[Start of STORED ROWS]

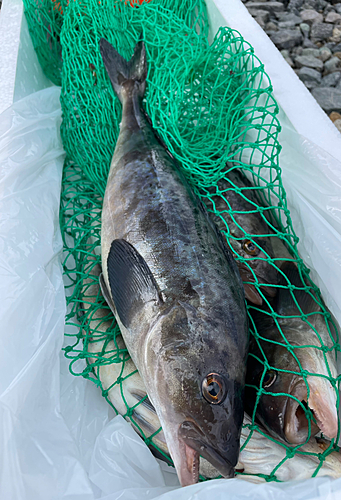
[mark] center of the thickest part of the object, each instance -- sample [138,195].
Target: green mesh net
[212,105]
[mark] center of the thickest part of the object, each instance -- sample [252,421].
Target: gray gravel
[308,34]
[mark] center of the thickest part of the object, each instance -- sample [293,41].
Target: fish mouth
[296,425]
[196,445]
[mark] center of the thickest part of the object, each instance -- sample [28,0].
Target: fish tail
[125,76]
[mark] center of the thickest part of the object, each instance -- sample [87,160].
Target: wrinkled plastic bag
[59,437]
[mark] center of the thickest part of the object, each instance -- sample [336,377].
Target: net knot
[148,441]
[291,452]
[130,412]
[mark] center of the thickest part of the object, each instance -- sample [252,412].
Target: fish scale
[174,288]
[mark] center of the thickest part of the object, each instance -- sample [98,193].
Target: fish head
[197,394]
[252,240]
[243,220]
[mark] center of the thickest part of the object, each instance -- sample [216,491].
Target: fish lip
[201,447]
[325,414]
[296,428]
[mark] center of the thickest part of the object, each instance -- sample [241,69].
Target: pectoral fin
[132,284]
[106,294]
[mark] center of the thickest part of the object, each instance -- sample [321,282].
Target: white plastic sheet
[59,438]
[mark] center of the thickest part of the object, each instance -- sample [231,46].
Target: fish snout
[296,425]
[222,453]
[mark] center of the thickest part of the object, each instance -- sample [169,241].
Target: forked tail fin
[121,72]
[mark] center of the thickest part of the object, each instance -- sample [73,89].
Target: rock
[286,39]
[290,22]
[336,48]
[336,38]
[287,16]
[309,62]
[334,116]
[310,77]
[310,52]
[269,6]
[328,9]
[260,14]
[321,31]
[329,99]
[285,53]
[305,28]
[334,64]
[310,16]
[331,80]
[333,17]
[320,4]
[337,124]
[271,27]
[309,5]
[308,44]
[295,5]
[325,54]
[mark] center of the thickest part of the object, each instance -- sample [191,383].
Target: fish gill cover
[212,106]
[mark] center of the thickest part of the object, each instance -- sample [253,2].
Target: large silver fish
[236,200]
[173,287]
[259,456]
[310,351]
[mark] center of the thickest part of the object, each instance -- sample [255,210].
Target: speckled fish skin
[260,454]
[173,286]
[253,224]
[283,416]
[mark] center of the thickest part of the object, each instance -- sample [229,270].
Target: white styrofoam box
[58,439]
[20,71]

[End of STORED ROWS]
[Start of STORED ROWS]

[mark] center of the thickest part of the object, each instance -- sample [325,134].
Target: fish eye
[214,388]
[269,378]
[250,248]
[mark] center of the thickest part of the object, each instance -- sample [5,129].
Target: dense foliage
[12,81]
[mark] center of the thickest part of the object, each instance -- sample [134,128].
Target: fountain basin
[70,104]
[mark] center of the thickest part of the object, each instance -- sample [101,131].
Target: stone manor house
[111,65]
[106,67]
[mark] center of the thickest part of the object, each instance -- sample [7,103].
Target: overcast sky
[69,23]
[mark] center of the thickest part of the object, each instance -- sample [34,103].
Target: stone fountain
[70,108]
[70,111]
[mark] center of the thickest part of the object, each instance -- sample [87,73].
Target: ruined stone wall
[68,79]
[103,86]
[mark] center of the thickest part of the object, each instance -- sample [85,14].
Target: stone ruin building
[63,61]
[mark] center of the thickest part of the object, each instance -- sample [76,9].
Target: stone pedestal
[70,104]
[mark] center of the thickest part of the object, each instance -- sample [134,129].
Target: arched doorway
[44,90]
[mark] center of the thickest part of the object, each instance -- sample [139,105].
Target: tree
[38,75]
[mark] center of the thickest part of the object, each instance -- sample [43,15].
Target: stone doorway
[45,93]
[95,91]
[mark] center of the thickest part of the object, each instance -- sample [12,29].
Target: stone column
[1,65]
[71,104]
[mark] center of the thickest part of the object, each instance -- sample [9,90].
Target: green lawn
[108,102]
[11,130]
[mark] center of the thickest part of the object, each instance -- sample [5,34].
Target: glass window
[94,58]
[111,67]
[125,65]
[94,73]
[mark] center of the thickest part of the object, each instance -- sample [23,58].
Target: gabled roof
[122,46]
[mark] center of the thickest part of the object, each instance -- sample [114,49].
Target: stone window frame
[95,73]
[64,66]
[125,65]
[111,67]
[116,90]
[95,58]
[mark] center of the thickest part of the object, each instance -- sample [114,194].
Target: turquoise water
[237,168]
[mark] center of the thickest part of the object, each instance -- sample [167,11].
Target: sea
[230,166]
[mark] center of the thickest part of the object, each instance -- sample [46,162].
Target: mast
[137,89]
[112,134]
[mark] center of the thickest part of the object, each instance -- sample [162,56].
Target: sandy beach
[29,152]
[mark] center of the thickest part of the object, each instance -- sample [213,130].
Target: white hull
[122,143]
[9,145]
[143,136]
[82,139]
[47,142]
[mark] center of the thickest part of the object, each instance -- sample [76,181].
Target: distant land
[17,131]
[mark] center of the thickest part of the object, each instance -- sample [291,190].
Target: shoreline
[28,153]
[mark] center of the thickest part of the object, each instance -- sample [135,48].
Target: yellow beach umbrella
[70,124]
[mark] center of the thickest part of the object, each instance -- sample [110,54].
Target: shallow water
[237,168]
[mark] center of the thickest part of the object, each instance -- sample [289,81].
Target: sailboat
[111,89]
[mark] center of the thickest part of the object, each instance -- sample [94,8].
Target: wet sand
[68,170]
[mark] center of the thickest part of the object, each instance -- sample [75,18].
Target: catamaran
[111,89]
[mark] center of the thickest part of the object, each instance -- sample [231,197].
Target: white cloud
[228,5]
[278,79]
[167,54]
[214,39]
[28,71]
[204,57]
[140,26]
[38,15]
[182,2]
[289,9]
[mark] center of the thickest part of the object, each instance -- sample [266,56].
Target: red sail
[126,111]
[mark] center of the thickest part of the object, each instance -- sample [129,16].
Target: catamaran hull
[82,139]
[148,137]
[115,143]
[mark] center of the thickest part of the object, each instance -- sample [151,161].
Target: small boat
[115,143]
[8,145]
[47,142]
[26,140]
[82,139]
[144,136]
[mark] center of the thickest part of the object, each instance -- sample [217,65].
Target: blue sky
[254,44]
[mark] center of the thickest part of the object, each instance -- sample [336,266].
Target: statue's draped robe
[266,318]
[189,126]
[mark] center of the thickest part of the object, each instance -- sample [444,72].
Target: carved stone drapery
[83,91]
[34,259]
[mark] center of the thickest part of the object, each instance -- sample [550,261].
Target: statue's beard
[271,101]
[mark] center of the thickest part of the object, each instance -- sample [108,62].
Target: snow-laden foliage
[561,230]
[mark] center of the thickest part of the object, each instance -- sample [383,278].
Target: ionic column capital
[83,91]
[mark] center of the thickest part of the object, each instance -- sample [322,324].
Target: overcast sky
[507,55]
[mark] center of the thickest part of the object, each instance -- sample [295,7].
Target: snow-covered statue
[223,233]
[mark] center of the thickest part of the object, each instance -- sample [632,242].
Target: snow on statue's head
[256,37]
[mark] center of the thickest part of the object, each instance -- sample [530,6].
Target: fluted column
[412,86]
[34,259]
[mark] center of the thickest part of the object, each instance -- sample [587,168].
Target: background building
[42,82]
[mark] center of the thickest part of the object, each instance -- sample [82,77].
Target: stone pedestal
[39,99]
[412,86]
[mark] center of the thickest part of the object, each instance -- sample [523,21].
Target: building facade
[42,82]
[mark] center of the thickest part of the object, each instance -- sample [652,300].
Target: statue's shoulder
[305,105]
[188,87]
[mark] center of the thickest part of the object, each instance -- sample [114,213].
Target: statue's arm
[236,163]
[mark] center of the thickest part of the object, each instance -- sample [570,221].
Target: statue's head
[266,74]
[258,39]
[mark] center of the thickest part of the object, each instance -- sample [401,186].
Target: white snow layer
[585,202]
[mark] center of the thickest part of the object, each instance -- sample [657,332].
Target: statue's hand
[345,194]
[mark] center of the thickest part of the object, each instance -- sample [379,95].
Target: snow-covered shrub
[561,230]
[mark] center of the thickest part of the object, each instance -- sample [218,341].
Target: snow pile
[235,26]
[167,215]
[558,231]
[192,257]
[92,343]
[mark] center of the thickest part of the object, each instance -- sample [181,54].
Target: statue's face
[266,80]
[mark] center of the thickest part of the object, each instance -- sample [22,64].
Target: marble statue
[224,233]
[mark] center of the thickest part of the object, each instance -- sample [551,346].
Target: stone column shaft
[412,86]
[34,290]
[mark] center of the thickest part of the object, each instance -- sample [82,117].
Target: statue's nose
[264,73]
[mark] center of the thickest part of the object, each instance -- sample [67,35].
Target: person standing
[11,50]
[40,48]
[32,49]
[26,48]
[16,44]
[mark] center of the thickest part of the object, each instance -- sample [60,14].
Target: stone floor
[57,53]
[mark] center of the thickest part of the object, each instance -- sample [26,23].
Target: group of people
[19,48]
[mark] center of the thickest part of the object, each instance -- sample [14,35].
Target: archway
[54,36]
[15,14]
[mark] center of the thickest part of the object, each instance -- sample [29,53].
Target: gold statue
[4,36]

[End of STORED ROWS]

- SHORT EXERCISE -
Gather every line from the items above that contains the word "building". Case counts.

- WRITTEN RESPONSE -
Target: stone ruin building
Target: background building
Target: building facade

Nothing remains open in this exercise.